Non voglio essere sessuocentrico e far ruotare tutto attorno ad essa. Ma una cosa è sicura. Averla accettata senza vergogna è il pilastro del mio cambiamento.
Per quanto tempo e per quanti anni ho sublimato “insanamente” la dimensione spirituale per rinnegare la mia fisicità e il mio desiderio di ragazzi!
Sono arrivato a trascurare completamente la mia integrità fisica e col senno di poi anche quella psichica. Perché curare la postura, la pettinatura, l’abbigliamento, se quel che conta è lo spirito?
Del resto si legge nel Vangelo di Matteo: “Considerate come crescono i gigli della campagna; essi non faticano e non filano; eppure io vi dico che nemmeno Salomone, con tutta la sua gloria, fu vestito come uno di loro.
Or se Iddio riveste in questa maniera l’erba dei campi che oggi è e domani è gettata nel forno, non vestirà Egli molto più voi, o gente di poca fede?” (Matteo 6:26-30)

• Dati esercizio
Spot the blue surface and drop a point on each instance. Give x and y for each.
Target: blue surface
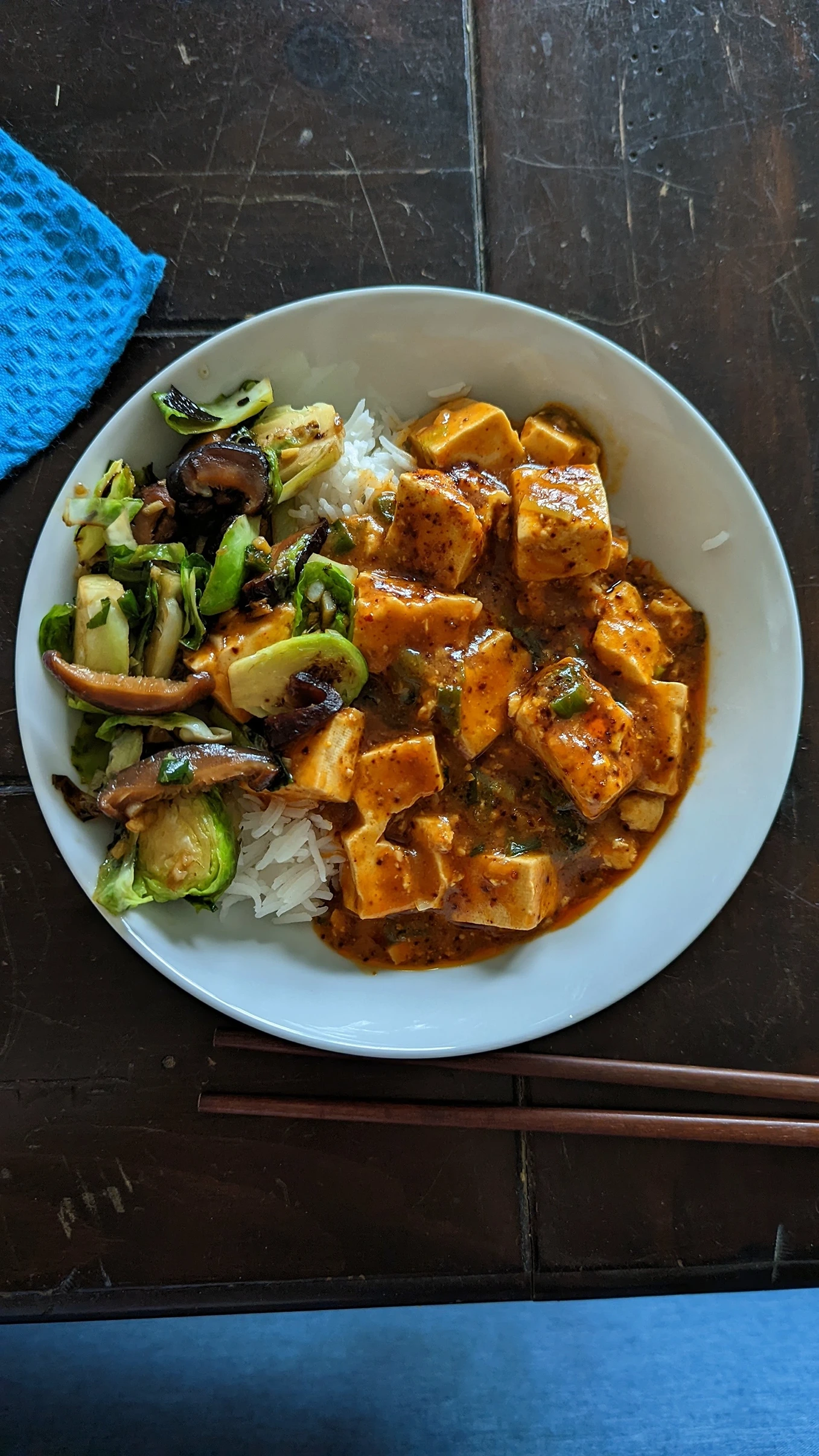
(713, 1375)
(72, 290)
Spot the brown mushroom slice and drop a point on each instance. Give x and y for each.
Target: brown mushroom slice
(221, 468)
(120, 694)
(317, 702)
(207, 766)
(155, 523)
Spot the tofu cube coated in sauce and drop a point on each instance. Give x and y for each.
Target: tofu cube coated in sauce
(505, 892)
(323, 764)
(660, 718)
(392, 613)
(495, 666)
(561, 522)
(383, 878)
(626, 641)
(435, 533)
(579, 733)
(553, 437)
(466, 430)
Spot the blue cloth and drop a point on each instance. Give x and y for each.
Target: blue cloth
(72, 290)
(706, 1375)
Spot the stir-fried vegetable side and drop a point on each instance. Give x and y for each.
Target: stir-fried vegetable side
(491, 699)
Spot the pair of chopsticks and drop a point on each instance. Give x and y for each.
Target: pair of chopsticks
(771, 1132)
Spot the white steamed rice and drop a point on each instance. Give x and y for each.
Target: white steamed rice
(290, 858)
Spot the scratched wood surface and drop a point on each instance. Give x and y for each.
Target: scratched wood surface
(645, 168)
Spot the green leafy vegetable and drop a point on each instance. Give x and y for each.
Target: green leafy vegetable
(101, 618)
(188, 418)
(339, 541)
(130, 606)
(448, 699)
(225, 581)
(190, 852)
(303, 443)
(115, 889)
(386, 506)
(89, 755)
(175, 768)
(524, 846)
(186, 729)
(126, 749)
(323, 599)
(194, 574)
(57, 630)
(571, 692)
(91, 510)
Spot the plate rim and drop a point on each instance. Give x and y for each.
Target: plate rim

• Problema breve 1
Riscrivi le righe dei record, tutto dalla riga che contiene "Spot the tofu" giù fino a quella che contiene "(706, 1375)", mettendo "tofu piece" al posto di "tofu cube" e lasciando tutto il resto com'è.
• Problema breve 2
Scrivi il seguito del testo sulla fede e sull'accettazione del proprio corpo.

• Risultato esercizio 1
Spot the tofu piece coated in sauce and drop a point on each instance. Give x and y for each.
Target: tofu piece coated in sauce
(505, 892)
(323, 764)
(660, 718)
(392, 613)
(495, 666)
(561, 522)
(383, 878)
(626, 641)
(435, 533)
(579, 733)
(553, 437)
(466, 430)
Spot the blue cloth and drop a point on each instance. Give x and y for each.
Target: blue cloth
(72, 290)
(706, 1375)

• Risultato esercizio 2
Cosa c’era di più facile che usare malamente questi versetti per convincermi che facevo bene a trascurarmi…? E così, giorno dopo giorno, attimo dopo attimo, ho appreso l’arte del negarmi l’autostima! Allo stesso modo ho cercato nei libri degli amici fedeli che non mi avrebbero mai potuto tradire; essi non avevano alcuna sensualità carnale, ma avevano un grosso fascino intellettuale ed erano anche un’ elemento per definirmi di fronte agli altri.
Io ero Emanuele il “secchione” (agli occhi dei miei compagni di scuola) o l’ “amante degli studi” (agli occhi dei miei genitori, dei parenti e dei pochi amici di famiglia). Per questo non uscivo mai la sera e per questo non avevo mai la ragazza! Ero portato per gli studi e per le “cose spirituali”, ero una sorta di “mezzo prete e mezzo laico”!
Quella porta, quella cantata da Federico Salvatore … la sfida è stata oltrepassare quella porta! E guardare quell’Emanuele che indossa “la maschera di fango bagnata nell’argento” per usare la definizione che Salvatore fa per indicare quella “falsa morale” di cui mi sono autoconvinto e che ora critico con la ragione, ma che mi trascino ancora dietro e con la quale il mondo che mi circonda mi costringe a mediare tutti i santi giorni!
Gli strascichi di questo passato ci sono tutti. Il corpo sta gridando vendetta per la trascuratezza con cui l’ho trattato in passato e me lo dice quasi ogni istante. Mi richiama senza sosta e senza pietà ai miei errori!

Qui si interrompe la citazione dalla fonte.